◆ Given data:
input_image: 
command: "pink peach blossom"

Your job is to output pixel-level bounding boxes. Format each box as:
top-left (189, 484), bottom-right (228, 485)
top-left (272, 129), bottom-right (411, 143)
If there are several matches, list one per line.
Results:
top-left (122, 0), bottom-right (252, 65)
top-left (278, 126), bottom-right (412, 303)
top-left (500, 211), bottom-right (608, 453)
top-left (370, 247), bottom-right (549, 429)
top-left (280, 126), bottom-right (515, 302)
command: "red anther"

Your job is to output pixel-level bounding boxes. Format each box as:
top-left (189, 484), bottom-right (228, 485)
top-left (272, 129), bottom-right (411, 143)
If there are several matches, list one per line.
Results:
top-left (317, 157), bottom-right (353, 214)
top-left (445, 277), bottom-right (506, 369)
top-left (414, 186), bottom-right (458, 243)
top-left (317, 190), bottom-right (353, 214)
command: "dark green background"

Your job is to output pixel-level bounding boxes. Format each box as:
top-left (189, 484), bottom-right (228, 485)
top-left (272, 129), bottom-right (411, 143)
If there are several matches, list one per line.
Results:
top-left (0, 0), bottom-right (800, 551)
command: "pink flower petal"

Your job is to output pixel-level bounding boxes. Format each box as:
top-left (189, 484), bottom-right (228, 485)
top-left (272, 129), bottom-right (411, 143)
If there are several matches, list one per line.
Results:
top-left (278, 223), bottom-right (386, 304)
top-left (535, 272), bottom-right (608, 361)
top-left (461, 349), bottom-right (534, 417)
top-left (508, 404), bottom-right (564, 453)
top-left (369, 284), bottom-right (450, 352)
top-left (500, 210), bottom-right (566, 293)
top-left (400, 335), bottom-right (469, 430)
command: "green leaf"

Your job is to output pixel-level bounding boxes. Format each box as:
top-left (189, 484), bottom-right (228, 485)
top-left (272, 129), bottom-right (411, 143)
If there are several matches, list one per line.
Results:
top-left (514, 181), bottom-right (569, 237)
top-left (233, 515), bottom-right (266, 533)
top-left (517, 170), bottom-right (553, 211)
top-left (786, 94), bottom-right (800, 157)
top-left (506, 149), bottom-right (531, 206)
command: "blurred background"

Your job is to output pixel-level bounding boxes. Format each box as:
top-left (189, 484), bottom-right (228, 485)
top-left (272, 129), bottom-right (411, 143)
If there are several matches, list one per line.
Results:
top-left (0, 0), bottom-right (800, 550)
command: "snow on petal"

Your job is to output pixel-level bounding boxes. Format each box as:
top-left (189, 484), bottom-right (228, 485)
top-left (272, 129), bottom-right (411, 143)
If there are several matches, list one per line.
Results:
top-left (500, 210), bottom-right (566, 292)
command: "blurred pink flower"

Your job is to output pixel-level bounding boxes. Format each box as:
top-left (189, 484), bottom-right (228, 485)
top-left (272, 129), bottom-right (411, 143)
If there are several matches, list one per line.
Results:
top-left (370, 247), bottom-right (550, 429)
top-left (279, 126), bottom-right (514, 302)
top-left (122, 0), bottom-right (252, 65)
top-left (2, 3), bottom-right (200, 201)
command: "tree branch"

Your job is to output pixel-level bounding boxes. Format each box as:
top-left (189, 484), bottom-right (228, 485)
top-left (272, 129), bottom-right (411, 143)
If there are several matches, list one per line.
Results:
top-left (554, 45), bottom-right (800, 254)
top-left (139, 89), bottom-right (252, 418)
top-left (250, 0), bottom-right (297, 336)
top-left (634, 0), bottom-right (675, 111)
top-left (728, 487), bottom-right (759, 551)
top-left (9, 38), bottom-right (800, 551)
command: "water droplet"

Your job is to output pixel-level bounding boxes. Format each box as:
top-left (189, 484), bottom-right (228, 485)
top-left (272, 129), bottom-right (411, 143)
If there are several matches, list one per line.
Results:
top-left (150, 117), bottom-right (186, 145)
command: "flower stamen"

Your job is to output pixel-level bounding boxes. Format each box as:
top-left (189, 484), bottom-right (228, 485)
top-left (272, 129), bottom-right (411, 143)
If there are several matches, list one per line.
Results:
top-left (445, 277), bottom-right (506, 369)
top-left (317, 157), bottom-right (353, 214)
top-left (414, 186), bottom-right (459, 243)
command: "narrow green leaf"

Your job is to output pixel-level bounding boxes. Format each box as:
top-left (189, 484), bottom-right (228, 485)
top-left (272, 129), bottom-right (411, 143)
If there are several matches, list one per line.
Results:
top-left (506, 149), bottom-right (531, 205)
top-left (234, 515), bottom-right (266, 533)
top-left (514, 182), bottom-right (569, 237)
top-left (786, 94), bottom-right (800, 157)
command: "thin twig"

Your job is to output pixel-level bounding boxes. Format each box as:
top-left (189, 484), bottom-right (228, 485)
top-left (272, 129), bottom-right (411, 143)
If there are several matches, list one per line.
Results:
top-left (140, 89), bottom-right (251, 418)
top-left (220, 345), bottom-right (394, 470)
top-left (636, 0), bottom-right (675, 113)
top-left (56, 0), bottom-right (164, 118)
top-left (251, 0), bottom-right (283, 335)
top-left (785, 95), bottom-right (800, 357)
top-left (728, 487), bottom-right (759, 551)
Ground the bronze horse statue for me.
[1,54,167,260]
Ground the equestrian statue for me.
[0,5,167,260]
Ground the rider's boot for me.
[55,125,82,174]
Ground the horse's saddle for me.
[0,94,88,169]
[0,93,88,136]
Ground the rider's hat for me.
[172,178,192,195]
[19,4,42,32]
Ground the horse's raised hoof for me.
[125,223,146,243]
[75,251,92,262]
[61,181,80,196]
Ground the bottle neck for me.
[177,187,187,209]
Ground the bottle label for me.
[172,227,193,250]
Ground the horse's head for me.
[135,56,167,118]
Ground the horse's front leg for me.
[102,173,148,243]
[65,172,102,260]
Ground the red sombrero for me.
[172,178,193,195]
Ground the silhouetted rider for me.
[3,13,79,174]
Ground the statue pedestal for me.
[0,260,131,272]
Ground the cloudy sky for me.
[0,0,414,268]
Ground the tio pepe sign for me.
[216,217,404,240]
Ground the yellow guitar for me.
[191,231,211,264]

◆ Exercise task: Give every line of the material again, exactly as it reads.

◆ Response:
input_image: 
command: "pink peach blossom"

Your job is to output pixel-level bounding boxes. Format each box as:
top-left (189, 484), bottom-right (228, 485)
top-left (272, 129), bottom-right (411, 143)
If there are several matches, list one per line.
Results:
top-left (122, 0), bottom-right (252, 65)
top-left (278, 126), bottom-right (412, 303)
top-left (500, 211), bottom-right (608, 453)
top-left (370, 247), bottom-right (549, 429)
top-left (280, 126), bottom-right (515, 302)
command: "red anther"

Your job is to output pixel-level bounding boxes. Format each box as:
top-left (189, 484), bottom-right (228, 485)
top-left (272, 129), bottom-right (411, 143)
If there are several matches, list one per line.
Results:
top-left (317, 157), bottom-right (353, 214)
top-left (445, 277), bottom-right (506, 369)
top-left (414, 186), bottom-right (458, 243)
top-left (317, 190), bottom-right (353, 214)
command: "dark green background"

Your job is to output pixel-level bounding boxes. Format each box as:
top-left (189, 484), bottom-right (228, 485)
top-left (272, 129), bottom-right (411, 143)
If there are several matches, list one per line.
Results:
top-left (0, 0), bottom-right (800, 551)
command: "pink flower petal"

Your job is to output pixel-level bounding boxes. Format each box as:
top-left (189, 484), bottom-right (228, 485)
top-left (272, 129), bottom-right (411, 143)
If there are several matches, list one per line.
Results:
top-left (278, 223), bottom-right (386, 304)
top-left (535, 272), bottom-right (608, 361)
top-left (461, 349), bottom-right (534, 417)
top-left (508, 404), bottom-right (564, 453)
top-left (369, 284), bottom-right (450, 352)
top-left (500, 210), bottom-right (566, 293)
top-left (400, 335), bottom-right (469, 430)
command: "green leaf"

Your job is to output pixel-level bounding boxes. Format each box as:
top-left (189, 484), bottom-right (228, 485)
top-left (272, 129), bottom-right (411, 143)
If there are several matches, list one per line.
Results:
top-left (514, 181), bottom-right (569, 237)
top-left (233, 515), bottom-right (266, 533)
top-left (517, 170), bottom-right (553, 211)
top-left (786, 94), bottom-right (800, 157)
top-left (506, 149), bottom-right (531, 206)
command: "blurred background"

Your job is to output pixel-level bounding boxes. Format each box as:
top-left (189, 484), bottom-right (228, 485)
top-left (272, 129), bottom-right (411, 143)
If there are several matches, list one per line.
Results:
top-left (0, 0), bottom-right (800, 550)
command: "snow on petal"

Your job is to output pixel-level bounding boxes. Format each box as:
top-left (189, 484), bottom-right (228, 485)
top-left (272, 129), bottom-right (411, 143)
If there are several matches, list one per line.
Results:
top-left (500, 210), bottom-right (566, 292)
command: "blurred pink flower"

Your job is to output pixel-level bounding boxes. Format each box as:
top-left (189, 484), bottom-right (228, 485)
top-left (272, 129), bottom-right (411, 143)
If there are several matches, list one per line.
Results:
top-left (370, 247), bottom-right (550, 429)
top-left (279, 126), bottom-right (514, 302)
top-left (122, 0), bottom-right (252, 65)
top-left (2, 3), bottom-right (200, 201)
command: "tree branch"

Your job is to output pixel-level bounding boxes. Format each box as:
top-left (189, 484), bottom-right (228, 485)
top-left (272, 129), bottom-right (411, 143)
If there are several matches, list one per line.
Results:
top-left (554, 45), bottom-right (800, 254)
top-left (139, 89), bottom-right (252, 418)
top-left (250, 0), bottom-right (297, 336)
top-left (634, 0), bottom-right (675, 111)
top-left (728, 487), bottom-right (759, 551)
top-left (9, 38), bottom-right (800, 551)
command: "water droplet"

Your job is to output pixel-level bounding boxes. Format each box as:
top-left (189, 484), bottom-right (228, 485)
top-left (272, 129), bottom-right (411, 143)
If there are several matches, list one per line.
Results:
top-left (150, 117), bottom-right (186, 145)
command: "flower stamen"

Your job is to output pixel-level bounding boxes. Format each box as:
top-left (189, 484), bottom-right (228, 485)
top-left (272, 129), bottom-right (411, 143)
If there are several matches, list one per line.
Results:
top-left (445, 277), bottom-right (506, 369)
top-left (317, 157), bottom-right (353, 214)
top-left (414, 186), bottom-right (459, 243)
command: "narrow green leaf"

Your job is to output pixel-level bounding boxes. Format each box as:
top-left (189, 484), bottom-right (228, 485)
top-left (272, 129), bottom-right (411, 143)
If there are several matches, list one per line.
Results:
top-left (506, 149), bottom-right (531, 205)
top-left (234, 515), bottom-right (266, 533)
top-left (514, 182), bottom-right (569, 237)
top-left (786, 94), bottom-right (800, 157)
command: "thin twig"

Your job is to output pixel-level bounding boxes. Format each box as:
top-left (189, 484), bottom-right (228, 485)
top-left (272, 129), bottom-right (411, 143)
If there are several matches, list one per line.
Results:
top-left (140, 89), bottom-right (251, 418)
top-left (220, 345), bottom-right (394, 470)
top-left (636, 0), bottom-right (675, 113)
top-left (56, 0), bottom-right (164, 118)
top-left (251, 0), bottom-right (283, 335)
top-left (785, 95), bottom-right (800, 357)
top-left (728, 487), bottom-right (759, 551)
Ground the bronze horse statue for me.
[1,54,167,260]
Ground the equestrian statue for me.
[0,5,167,260]
Ground the rider's boot for me.
[55,125,82,174]
Ground the horse's saddle for me.
[0,94,88,169]
[0,93,88,136]
Ground the rider's hat for me.
[172,178,192,195]
[19,4,42,32]
Ground the horse's raised hoof for me.
[125,223,146,243]
[75,251,92,262]
[61,181,80,196]
Ground the bottle neck for me.
[177,187,187,209]
Ground the bottle label for me.
[172,227,193,250]
Ground the horse's head for me.
[135,56,167,118]
Ground the horse's front leg for me.
[102,173,148,243]
[65,172,102,260]
Ground the red sombrero for me.
[172,178,193,195]
Ground the silhouetted rider for me.
[3,13,79,174]
Ground the statue pedestal for me.
[0,260,131,272]
Ground the cloudy sky for me.
[0,0,414,268]
Ground the tio pepe sign for me.
[216,217,404,240]
Ground the yellow guitar for me.
[191,231,211,264]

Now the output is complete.